[Assigned task]:
Your reply should hold exactly the lines from the one that contains "One point per instance of the outbuilding" through the end of the data. Repeat them word for word.

[Dataset records]:
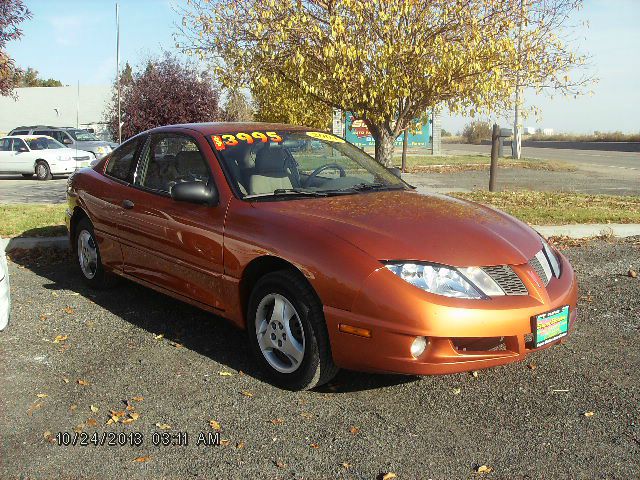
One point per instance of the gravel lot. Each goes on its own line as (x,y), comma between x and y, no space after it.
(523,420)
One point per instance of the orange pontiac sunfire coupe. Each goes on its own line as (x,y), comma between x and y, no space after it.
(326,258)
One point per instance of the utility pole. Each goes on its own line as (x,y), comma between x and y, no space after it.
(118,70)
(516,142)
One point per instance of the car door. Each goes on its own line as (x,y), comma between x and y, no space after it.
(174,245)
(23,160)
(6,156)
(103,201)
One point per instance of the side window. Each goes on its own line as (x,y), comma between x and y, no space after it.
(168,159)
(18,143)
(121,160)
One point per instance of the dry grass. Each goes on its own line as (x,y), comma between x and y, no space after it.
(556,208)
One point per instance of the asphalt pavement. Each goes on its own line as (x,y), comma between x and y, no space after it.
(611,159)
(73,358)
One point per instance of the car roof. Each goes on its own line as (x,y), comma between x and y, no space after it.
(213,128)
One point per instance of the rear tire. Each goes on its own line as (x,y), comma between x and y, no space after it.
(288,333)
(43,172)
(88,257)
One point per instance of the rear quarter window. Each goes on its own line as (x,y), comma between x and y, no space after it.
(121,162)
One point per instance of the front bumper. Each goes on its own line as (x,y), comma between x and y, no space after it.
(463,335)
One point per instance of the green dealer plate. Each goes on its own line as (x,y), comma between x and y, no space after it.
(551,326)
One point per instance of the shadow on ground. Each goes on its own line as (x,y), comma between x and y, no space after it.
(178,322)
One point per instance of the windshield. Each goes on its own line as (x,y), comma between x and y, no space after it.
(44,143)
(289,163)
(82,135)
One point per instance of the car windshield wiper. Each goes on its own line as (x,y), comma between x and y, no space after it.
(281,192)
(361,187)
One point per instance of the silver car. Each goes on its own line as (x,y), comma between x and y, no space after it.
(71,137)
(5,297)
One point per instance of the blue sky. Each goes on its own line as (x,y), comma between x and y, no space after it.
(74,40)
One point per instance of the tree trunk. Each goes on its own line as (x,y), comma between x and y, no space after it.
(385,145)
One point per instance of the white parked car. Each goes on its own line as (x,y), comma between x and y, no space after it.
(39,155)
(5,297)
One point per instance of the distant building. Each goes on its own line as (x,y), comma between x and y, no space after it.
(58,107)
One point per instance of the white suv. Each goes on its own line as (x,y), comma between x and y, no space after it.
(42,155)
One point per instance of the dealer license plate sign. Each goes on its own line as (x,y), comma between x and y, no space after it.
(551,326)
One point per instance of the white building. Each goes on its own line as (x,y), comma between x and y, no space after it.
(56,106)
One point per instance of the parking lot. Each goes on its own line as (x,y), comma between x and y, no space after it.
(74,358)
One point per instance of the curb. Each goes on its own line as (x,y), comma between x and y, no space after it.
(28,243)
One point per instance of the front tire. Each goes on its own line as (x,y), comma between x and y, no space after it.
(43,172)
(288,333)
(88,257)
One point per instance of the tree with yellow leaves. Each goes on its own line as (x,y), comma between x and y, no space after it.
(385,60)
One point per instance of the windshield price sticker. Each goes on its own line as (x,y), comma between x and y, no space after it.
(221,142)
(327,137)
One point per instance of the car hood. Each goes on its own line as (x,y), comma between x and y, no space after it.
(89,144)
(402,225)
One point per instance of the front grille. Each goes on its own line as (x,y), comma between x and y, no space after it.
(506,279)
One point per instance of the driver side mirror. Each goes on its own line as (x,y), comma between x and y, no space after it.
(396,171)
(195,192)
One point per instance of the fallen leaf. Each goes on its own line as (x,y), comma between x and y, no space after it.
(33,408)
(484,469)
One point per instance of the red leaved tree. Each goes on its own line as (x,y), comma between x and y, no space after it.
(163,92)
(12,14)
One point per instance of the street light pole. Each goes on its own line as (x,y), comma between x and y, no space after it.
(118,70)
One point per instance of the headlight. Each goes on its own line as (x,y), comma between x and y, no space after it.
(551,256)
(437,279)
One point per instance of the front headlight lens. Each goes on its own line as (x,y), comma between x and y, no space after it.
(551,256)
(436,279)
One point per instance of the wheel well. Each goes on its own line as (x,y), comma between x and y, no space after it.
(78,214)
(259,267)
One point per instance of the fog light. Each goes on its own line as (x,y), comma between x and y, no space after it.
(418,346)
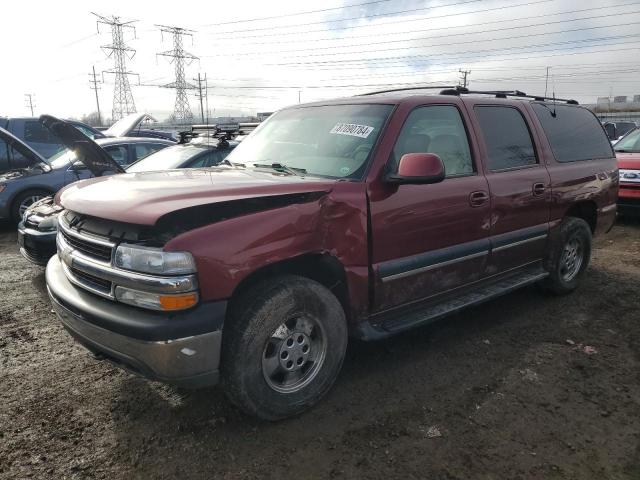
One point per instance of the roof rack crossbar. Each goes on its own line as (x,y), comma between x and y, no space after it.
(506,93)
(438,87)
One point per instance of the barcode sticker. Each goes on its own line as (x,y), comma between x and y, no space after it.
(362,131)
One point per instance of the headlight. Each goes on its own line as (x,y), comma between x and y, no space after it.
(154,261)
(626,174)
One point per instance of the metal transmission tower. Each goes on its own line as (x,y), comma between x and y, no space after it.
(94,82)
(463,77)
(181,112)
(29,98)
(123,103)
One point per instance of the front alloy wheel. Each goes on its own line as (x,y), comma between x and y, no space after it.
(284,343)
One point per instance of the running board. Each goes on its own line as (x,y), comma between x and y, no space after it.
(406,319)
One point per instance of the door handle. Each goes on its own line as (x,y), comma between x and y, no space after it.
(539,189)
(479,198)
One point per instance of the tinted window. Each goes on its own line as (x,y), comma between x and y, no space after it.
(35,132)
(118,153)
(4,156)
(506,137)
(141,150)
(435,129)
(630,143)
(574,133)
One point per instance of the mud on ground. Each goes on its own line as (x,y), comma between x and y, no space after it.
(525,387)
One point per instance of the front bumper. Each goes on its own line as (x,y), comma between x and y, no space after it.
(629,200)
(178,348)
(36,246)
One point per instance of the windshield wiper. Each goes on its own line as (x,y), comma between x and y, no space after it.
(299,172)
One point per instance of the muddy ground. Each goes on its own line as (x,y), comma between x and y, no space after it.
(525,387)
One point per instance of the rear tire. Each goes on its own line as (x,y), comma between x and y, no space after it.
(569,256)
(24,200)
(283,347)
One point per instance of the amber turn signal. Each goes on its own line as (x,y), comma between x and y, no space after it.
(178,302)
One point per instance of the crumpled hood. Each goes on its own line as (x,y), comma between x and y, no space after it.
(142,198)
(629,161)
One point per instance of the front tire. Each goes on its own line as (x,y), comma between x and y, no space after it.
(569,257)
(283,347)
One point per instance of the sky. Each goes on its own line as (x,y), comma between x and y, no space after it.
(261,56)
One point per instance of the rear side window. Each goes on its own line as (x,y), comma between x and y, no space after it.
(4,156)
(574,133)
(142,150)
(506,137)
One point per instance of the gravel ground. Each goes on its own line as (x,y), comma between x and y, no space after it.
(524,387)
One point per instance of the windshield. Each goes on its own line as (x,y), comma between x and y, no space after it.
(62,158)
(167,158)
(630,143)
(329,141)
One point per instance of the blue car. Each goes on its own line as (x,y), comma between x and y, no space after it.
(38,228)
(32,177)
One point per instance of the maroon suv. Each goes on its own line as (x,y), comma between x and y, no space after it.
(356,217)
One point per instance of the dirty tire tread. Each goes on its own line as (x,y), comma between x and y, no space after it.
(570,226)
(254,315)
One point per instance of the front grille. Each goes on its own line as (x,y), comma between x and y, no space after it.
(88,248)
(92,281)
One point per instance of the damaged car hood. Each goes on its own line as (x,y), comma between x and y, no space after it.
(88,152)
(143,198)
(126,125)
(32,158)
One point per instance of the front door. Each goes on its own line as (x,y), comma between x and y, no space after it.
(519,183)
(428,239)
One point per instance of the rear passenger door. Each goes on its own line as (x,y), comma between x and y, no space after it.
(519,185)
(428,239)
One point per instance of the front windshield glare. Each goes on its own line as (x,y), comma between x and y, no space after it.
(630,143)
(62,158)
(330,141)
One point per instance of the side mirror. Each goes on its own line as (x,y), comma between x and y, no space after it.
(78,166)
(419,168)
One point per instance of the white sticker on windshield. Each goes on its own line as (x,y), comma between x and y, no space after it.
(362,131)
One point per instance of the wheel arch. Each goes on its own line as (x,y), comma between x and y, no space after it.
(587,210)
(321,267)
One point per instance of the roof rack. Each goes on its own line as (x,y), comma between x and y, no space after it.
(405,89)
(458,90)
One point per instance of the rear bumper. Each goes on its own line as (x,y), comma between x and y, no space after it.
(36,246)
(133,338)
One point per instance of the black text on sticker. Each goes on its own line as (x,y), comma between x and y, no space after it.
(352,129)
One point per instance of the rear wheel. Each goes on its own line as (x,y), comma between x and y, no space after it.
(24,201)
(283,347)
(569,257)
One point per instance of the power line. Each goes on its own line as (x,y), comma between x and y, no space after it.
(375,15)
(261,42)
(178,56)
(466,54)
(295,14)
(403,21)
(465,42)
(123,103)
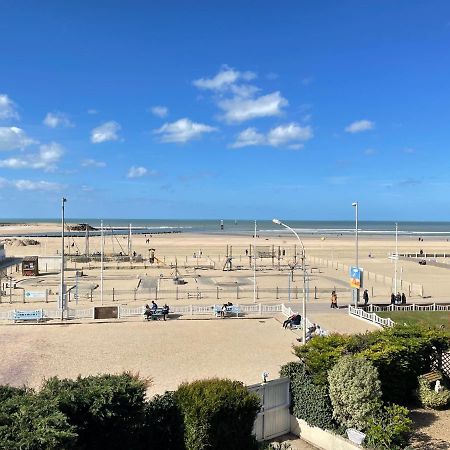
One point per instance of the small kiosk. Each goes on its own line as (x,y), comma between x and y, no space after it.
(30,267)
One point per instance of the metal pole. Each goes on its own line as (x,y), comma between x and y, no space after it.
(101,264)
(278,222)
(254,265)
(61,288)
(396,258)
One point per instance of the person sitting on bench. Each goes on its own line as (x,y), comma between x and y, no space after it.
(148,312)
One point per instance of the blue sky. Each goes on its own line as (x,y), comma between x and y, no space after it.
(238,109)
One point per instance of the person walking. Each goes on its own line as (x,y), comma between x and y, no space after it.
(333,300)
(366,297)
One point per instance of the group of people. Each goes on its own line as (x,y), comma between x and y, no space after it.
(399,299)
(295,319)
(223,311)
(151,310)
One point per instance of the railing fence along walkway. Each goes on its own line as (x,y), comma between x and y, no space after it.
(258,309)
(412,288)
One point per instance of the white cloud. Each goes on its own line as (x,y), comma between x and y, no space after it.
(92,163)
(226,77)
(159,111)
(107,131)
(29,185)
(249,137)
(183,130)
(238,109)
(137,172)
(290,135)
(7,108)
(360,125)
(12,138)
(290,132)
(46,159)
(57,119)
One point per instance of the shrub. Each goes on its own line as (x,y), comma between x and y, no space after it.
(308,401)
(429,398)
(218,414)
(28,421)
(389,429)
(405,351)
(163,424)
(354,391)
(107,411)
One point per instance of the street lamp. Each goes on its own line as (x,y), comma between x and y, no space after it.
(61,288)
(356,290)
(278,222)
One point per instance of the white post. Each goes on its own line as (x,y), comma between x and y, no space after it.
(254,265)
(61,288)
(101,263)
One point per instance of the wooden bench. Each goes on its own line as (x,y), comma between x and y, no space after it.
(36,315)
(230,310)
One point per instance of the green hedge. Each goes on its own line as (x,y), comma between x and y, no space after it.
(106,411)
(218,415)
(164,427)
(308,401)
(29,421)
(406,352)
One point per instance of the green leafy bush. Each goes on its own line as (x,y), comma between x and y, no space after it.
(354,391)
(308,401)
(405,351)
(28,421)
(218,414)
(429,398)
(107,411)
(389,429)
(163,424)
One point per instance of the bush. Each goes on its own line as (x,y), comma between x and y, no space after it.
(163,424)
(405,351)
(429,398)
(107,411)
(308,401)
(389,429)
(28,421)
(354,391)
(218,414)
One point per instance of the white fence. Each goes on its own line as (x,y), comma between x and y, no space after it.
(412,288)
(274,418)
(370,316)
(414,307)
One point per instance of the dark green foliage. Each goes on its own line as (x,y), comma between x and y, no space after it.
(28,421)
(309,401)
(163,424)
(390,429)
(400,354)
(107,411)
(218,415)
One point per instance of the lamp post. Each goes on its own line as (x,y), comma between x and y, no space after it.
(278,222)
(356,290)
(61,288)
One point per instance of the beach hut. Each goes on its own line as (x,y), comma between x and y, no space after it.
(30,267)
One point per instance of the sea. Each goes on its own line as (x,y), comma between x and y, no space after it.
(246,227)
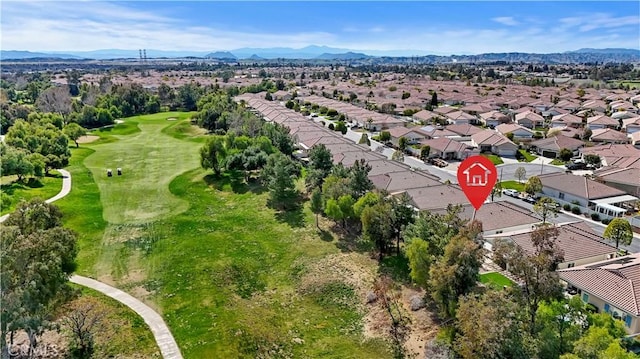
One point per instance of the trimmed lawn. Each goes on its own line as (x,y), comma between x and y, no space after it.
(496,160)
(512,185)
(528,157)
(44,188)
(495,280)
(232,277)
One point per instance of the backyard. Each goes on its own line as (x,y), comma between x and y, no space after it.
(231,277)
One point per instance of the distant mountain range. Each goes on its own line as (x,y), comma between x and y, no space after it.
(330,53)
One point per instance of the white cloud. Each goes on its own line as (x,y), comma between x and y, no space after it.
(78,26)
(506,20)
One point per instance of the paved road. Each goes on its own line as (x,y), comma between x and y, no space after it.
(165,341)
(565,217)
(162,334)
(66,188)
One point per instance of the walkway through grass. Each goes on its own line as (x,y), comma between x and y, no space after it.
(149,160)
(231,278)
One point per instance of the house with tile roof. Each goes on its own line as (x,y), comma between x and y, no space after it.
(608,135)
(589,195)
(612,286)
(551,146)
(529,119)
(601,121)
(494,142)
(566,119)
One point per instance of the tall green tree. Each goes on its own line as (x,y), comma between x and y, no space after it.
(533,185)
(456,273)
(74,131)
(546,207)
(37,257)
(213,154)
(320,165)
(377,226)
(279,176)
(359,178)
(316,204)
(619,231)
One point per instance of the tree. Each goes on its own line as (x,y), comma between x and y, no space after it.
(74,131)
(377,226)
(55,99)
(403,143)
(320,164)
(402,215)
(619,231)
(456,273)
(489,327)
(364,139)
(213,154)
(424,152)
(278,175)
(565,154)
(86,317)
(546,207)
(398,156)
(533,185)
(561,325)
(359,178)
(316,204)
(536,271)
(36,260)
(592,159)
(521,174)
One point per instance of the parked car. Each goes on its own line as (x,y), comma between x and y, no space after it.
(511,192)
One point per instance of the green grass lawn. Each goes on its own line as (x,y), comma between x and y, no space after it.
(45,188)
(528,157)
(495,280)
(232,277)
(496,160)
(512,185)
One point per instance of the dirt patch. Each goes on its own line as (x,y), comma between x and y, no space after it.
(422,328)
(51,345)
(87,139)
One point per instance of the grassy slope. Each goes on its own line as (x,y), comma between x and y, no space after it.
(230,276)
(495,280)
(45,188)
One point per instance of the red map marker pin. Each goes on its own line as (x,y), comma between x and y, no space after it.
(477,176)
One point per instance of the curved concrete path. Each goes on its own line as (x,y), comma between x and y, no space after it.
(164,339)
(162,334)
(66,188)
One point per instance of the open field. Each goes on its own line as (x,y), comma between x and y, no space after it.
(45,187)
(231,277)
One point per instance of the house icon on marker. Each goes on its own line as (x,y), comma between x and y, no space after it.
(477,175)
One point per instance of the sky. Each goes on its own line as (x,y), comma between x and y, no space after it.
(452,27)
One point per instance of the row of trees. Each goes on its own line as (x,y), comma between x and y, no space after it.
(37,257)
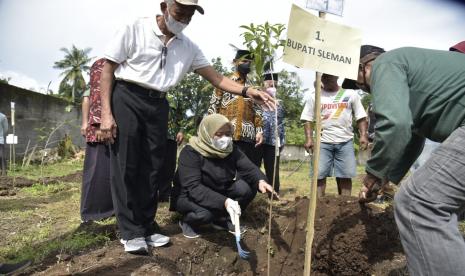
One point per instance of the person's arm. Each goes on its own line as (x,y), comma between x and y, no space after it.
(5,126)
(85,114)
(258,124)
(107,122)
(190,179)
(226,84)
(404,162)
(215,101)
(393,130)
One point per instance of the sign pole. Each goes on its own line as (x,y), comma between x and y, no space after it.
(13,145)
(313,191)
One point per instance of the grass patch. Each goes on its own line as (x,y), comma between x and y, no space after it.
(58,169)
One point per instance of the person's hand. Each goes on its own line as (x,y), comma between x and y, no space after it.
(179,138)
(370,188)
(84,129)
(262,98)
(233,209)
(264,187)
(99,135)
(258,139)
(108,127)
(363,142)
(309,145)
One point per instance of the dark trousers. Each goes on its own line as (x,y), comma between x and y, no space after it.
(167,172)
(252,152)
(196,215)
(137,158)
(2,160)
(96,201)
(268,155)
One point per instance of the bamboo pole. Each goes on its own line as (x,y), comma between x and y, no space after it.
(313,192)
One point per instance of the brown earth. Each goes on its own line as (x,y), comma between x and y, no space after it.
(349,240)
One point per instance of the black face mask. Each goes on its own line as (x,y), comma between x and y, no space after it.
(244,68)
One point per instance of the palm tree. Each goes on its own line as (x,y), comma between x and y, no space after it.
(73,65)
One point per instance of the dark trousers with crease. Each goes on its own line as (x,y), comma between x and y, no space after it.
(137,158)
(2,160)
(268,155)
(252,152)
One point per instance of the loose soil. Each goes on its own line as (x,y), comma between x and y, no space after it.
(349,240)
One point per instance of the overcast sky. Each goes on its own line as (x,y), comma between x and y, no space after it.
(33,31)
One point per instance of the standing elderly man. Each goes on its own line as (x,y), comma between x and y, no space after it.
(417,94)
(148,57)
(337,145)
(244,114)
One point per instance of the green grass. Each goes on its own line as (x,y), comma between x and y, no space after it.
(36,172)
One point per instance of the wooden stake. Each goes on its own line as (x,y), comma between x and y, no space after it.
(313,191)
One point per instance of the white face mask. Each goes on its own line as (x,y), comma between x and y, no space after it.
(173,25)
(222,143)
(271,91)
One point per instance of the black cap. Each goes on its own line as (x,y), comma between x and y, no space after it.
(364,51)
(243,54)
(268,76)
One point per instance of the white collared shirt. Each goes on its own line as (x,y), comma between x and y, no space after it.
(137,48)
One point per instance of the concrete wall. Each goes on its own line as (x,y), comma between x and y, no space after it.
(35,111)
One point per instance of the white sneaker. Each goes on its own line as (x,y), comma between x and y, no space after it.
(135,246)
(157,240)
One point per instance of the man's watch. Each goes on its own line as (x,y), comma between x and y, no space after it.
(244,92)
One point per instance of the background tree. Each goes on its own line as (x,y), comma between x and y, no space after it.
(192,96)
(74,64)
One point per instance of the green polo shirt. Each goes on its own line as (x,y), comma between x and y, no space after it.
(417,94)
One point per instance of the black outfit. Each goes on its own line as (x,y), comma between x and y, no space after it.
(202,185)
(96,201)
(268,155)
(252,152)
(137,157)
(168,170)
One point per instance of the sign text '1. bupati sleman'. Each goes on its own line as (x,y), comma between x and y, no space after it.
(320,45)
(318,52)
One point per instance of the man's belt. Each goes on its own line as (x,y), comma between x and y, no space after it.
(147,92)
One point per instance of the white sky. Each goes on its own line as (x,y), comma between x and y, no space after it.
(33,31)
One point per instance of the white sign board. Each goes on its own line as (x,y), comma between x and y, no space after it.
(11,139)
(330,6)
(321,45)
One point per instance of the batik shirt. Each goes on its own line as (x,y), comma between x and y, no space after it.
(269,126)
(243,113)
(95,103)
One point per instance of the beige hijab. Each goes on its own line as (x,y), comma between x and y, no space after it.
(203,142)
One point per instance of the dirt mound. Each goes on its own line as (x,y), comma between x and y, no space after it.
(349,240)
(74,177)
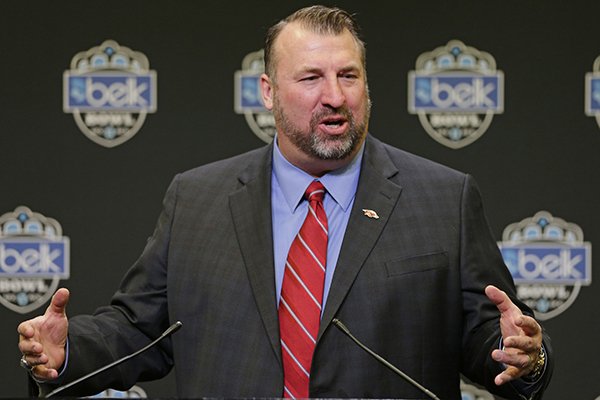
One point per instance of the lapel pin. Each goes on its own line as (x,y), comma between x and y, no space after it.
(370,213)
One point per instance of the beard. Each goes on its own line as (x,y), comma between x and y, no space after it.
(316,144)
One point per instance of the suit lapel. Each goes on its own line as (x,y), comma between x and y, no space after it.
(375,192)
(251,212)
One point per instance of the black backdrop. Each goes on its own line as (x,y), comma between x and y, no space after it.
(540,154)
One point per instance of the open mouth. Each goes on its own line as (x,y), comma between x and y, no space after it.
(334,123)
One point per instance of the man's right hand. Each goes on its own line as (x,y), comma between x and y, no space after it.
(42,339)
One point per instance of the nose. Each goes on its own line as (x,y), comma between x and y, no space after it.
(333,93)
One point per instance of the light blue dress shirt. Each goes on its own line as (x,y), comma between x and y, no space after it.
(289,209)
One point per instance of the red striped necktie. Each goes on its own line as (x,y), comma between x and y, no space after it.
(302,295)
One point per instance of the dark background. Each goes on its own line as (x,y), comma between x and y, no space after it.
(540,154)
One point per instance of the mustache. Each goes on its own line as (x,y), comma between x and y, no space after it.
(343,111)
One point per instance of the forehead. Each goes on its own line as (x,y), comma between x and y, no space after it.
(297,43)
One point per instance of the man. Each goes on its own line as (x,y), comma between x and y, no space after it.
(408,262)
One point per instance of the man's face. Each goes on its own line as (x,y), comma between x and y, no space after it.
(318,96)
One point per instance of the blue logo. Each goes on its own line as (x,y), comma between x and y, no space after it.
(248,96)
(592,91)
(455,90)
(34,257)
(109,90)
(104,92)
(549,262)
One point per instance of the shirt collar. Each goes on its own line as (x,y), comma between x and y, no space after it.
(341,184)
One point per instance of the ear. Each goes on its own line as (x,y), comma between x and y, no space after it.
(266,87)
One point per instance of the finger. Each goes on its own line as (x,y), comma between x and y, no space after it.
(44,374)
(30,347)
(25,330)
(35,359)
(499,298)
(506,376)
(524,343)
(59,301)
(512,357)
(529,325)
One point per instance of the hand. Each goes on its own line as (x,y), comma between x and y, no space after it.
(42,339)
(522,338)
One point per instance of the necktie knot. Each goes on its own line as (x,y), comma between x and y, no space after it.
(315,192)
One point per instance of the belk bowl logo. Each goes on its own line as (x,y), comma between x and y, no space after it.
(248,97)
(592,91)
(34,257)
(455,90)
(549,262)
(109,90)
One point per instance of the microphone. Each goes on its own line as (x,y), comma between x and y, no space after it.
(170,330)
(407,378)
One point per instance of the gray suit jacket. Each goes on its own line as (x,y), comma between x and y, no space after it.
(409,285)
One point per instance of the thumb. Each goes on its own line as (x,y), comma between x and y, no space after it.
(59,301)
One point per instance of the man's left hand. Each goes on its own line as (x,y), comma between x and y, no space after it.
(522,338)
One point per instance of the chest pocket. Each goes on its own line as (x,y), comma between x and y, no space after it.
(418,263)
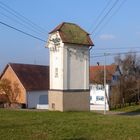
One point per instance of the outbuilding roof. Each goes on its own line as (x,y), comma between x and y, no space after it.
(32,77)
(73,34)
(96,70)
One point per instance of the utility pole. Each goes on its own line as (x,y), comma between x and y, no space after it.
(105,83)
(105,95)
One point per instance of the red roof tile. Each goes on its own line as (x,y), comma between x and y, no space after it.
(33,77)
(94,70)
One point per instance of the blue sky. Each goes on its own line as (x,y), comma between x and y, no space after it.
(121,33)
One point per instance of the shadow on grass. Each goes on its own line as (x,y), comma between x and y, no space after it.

[Response for this exercise]:
One point per instance of the outbuilding roof. Each goes on its own line as (x,y), comma between x and y, no space after it.
(32,77)
(73,34)
(96,70)
One point per instance of the utility pole. Each goes on its own line as (x,y), comma between x and y, no space after it.
(105,83)
(105,95)
One point per instance of the red roof tile. Each goes on its own line as (x,y), comma between x and y, no space after it.
(33,77)
(94,70)
One point per instance of the blue sky. Each goes on its own line as (x,y), comma between x and y, no space after it.
(121,33)
One point per instance of the shadow on grass. Each goes on its own line as (x,y), comma between x and y, no space after it.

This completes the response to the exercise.